AUFGABENSTELLUNG:
1) Geben Sie aus dem Bericht über die Fahrt nach Syrien alles von „Später kam einer“ bis hinunter zu „Kinder uns folgten.“ wortgetreu wieder.
2) Prüfen Sie, ob die folgenden Aussagen mit dem Bericht über die Fahrt nach Syrien übereinstimmen, und antworten Sie jeweils mit Ja oder Nein samt den entscheidenden Worten des Berichts als wörtlichem Zitat: (a) Der Grenzübergang war bis 14:00 Uhr wegen des Mittagsschlafs der Zöllner geschlossen. (b) Auf dem Hof hinter dem schmalen Tor hatten mehr als zehn Fahrzeuge Platz. (c) An den Orten, die Mohammed zeigte, benahmen sich die Kinder anständig.

QUELLAUSZUG:
Die Nacht war unruhig, ich träumte von einem Krieg mit bösen Kindern und nahm mir im Traum vor, bei der nächsten Gelegenheit nicht mehr den Schwanz einzuziehen, sondern so einen Bengel in den Arsch zu beißen. Als ich Lara das am Morgen erzählte, war sie gleich Feuer und Flamme. Genau so würden wir es machen. Wenn uns wieder Kinder attackieren rennen wir einfach rasch hin und beißen die allerfrechsten in den Arsch…
Mohammed zeigte uns am nächsten Morgen noch einen gigantischen Höhlensteinbruch und eine alte Karawanserei. Das war alles nur einige Kilometer entfernt von Harran, aber die Leute waren viel netter und auch die Kinder waren dort anständig. Trotzdem waren wir alle froh, als unsere Menschen gegen Mittag verkündeten, wir würden nun nach Syrien weiterfahren. Die Grenze war nicht weit und schon eine halbe Stunde später waren wir in Akcakale, dem türkischen Grenzort. An einer Art Güterbahnhof stand in einem kleinen Holzhäuschen ein Soldat, den der Oberboss fragte, wo denn nun der Grenzübergang sei. Er sei hier, meinte der Soldat, nur sei er gerade geschlossen bis um 14:00 Uhr wegen Mittagsschlaf der Zöllner. Trotzdem öffnete man uns ein ziemlich schmales Tor, durch das wir in einen winzigen Hof fuhren, auf dem kaum mehr als 3 Fahrzeuge Platz hatten. Dort warteten wir bis die Zöllner aufwachten und machten inzwischen selber Mittagspause.
Später kam einer und checkte die Autopapiere und Pässe und tatsächlich um 14:00 Uhr wurde ein anderes kleines Tor geöffnet und wir fuhren nach Syrien. Hinter uns schloss sich das Tor sofort wieder, vermutlich um zu verhindern, dass türkische Kinder uns folgten.

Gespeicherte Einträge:
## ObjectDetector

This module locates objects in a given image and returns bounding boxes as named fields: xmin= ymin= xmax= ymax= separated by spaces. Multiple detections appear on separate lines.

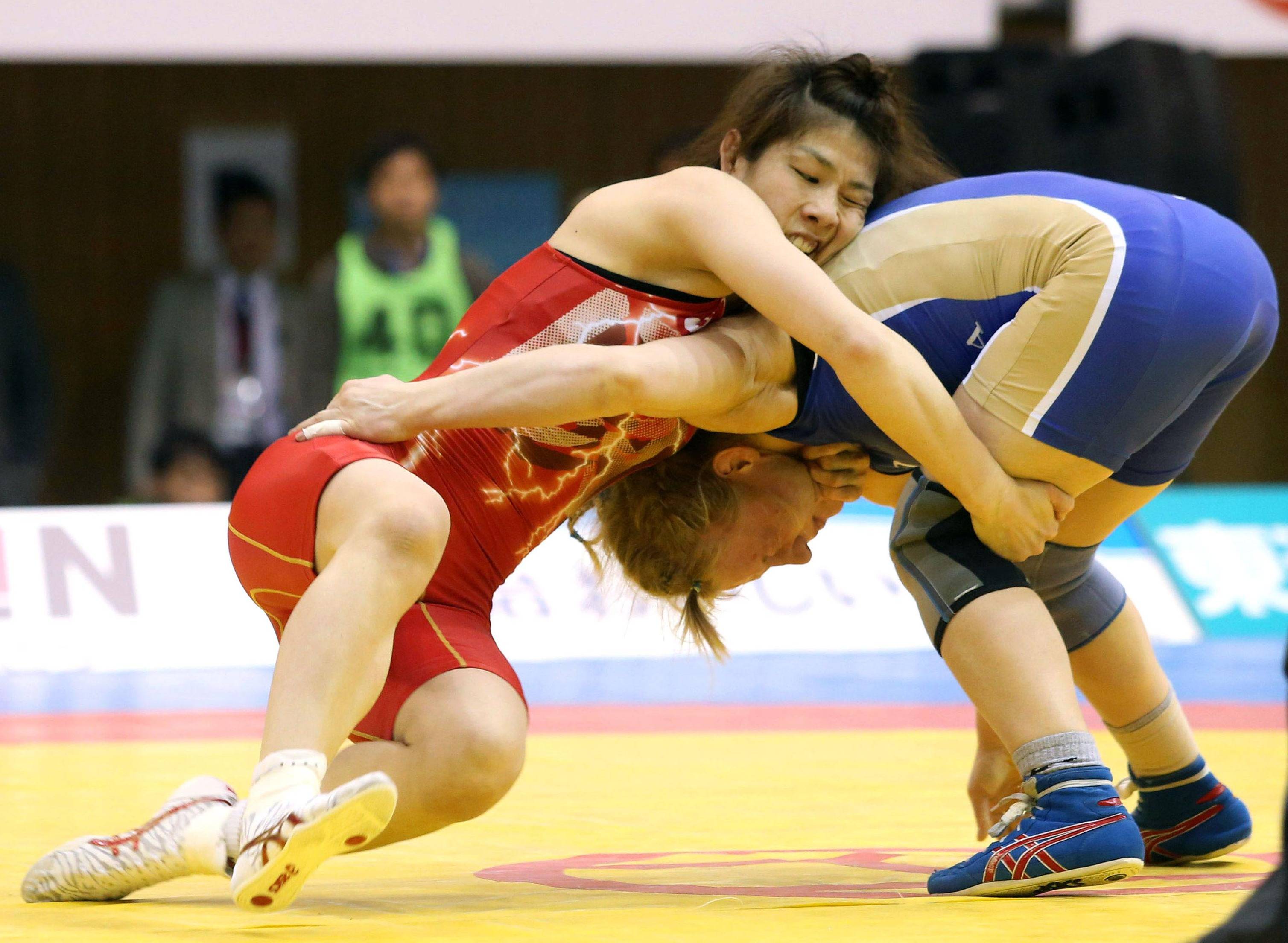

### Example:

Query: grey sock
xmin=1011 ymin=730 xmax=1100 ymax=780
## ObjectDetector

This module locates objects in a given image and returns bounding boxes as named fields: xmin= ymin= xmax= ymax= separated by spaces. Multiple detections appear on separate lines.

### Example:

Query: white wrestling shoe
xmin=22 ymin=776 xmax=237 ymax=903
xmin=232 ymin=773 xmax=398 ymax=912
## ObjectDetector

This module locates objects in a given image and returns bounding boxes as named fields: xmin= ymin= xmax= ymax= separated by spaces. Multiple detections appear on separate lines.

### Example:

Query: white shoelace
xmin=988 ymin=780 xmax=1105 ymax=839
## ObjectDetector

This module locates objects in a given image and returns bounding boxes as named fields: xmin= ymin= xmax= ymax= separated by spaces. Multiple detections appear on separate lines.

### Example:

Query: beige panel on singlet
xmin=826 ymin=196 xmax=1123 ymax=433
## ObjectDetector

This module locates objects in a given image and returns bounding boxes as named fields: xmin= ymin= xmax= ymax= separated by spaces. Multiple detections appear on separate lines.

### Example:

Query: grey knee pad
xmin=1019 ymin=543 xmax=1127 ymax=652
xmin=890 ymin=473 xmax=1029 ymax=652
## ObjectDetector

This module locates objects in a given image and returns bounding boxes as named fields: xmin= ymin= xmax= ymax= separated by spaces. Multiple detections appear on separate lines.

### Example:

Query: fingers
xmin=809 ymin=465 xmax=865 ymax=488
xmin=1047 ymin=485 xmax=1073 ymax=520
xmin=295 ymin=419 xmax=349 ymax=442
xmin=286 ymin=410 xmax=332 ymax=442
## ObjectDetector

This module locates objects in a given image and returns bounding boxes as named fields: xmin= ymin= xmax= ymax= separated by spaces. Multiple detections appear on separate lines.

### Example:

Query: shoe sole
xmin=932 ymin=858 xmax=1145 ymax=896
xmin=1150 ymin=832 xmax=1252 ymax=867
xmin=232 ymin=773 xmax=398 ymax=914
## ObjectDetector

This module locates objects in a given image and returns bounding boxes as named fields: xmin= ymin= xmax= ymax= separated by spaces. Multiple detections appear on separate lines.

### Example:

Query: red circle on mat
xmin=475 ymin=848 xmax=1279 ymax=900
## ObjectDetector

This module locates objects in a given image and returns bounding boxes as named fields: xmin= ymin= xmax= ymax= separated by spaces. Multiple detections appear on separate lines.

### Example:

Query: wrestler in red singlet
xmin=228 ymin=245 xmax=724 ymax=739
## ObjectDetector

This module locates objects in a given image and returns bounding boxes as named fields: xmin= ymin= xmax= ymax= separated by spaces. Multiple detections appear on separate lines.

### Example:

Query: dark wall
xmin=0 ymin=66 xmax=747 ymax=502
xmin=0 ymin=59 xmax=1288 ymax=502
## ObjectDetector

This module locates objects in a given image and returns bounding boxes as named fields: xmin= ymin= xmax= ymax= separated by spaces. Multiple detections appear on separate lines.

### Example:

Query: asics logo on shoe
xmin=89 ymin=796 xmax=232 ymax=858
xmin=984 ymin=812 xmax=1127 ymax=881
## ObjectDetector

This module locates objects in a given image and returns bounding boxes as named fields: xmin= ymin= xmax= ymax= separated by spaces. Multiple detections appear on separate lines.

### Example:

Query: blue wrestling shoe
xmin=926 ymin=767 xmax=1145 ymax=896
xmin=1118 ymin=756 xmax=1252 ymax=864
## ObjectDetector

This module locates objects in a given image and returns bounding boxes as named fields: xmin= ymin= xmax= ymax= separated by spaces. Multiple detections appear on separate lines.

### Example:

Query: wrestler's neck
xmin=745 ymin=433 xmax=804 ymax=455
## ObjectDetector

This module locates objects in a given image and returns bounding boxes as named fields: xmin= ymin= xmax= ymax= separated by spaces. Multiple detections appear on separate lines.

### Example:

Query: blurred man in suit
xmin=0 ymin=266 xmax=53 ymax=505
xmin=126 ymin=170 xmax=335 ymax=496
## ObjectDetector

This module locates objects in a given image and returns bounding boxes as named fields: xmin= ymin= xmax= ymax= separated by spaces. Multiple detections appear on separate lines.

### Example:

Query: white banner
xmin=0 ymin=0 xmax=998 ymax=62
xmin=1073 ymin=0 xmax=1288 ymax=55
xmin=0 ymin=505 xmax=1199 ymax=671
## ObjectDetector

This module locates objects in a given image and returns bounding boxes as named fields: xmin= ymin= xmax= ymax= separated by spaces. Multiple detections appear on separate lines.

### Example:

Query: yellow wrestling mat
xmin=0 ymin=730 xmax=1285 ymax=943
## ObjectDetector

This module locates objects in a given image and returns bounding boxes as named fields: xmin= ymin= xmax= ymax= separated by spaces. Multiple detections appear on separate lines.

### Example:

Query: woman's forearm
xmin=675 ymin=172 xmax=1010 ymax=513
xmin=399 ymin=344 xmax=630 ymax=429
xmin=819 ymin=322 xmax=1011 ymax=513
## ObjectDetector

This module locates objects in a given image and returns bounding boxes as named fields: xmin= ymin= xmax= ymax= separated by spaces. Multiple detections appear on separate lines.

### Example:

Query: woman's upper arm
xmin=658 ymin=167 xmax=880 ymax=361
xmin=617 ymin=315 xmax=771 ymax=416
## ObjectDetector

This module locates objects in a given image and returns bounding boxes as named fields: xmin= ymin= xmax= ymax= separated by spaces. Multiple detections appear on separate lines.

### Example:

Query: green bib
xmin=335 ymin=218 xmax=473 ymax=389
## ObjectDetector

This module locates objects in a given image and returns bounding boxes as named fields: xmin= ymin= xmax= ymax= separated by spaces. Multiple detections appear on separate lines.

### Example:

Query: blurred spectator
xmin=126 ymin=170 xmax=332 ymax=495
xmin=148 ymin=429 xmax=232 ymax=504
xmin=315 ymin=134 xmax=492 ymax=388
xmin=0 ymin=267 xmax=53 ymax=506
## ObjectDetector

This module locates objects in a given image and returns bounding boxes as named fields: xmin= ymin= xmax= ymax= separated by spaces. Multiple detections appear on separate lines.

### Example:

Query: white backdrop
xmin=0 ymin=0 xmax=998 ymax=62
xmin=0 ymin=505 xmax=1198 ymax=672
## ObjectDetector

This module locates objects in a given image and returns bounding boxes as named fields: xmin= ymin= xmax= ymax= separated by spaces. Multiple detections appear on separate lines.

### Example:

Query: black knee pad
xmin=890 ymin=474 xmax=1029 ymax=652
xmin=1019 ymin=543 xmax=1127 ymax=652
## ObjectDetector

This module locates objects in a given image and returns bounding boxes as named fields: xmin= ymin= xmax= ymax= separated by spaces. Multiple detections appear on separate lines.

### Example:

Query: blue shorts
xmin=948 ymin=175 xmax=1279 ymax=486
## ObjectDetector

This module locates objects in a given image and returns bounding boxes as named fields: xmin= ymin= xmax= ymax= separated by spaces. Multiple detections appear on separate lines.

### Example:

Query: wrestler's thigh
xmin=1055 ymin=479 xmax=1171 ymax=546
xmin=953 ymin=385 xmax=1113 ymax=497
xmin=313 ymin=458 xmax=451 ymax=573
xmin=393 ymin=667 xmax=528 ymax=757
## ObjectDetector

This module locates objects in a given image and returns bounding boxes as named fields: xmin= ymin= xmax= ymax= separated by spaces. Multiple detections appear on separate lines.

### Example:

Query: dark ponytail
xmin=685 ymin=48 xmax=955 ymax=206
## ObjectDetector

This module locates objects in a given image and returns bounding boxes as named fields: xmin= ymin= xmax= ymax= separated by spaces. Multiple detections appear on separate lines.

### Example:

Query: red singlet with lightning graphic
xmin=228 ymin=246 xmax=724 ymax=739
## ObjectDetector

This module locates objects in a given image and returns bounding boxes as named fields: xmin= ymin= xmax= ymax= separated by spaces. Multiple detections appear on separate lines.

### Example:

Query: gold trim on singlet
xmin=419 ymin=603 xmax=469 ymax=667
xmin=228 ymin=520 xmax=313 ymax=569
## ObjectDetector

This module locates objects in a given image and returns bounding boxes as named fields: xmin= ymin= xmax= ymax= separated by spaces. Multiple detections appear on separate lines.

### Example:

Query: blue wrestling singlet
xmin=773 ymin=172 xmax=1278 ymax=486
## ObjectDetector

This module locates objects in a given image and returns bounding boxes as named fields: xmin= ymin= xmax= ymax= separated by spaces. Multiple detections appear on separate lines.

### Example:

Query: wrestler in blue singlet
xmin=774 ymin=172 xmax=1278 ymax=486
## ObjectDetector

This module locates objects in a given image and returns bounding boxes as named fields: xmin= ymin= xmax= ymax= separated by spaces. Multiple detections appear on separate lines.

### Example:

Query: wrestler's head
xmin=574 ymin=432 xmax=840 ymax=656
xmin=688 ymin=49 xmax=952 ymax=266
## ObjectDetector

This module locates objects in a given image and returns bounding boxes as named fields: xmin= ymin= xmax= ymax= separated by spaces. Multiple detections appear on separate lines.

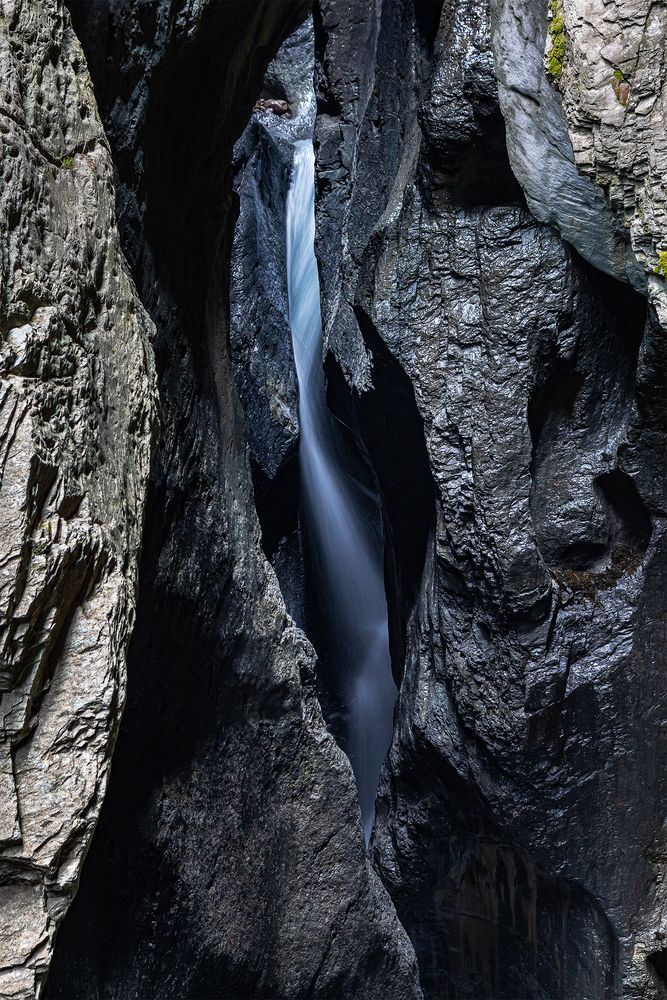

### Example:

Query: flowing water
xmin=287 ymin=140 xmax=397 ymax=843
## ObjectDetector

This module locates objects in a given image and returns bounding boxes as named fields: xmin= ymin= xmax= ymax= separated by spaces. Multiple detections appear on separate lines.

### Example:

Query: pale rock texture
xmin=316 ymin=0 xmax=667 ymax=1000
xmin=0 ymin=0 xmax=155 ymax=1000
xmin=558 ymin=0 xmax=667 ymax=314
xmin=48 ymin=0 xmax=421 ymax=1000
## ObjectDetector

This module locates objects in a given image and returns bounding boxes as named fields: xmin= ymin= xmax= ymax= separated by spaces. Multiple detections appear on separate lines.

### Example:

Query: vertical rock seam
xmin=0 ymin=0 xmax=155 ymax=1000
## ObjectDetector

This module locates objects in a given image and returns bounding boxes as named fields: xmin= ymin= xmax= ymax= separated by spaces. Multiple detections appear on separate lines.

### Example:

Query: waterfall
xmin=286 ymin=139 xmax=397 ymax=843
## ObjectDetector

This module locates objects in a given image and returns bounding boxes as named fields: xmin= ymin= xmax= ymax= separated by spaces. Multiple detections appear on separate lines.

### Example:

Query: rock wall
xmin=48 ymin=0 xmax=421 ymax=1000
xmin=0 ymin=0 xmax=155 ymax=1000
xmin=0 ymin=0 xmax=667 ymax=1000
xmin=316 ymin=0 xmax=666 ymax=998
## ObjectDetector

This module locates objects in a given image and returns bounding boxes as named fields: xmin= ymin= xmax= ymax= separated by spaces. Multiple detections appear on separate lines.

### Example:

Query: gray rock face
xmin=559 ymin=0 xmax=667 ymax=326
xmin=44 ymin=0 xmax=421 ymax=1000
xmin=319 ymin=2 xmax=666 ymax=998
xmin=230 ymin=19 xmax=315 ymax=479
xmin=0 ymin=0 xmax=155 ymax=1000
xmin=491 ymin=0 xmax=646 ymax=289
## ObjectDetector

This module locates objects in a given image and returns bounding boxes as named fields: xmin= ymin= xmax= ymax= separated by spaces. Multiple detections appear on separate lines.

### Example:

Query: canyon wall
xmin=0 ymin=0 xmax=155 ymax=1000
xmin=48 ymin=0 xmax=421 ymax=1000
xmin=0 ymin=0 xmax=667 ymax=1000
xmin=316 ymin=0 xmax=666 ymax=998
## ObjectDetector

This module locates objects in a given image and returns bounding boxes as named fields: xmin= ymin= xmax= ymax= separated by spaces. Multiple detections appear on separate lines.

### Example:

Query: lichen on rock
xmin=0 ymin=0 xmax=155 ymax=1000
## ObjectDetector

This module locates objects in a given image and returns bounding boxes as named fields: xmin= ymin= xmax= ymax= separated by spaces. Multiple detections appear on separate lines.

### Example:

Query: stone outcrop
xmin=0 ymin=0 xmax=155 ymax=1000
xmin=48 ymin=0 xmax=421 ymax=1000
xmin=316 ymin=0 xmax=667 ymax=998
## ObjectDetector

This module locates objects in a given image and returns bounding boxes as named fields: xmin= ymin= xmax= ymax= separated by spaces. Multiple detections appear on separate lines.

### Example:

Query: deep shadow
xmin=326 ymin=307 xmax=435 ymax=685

LÖSUNGEN:
1)
Später kam einer und checkte die Autopapiere und Pässe und tatsächlich um 14:00 Uhr wurde ein anderes kleines Tor geöffnet und wir fuhren nach Syrien. Hinter uns schloss sich das Tor sofort wieder, vermutlich um zu verhindern, dass türkische Kinder uns folgten.

2)
(a) Ja: „nur sei er gerade geschlossen bis um 14:00 Uhr wegen Mittagsschlaf der Zöllner“
(b) Nein: „auf dem kaum mehr als 3 Fahrzeuge Platz hatten“
(c) Ja: „auch die Kinder waren dort anständig“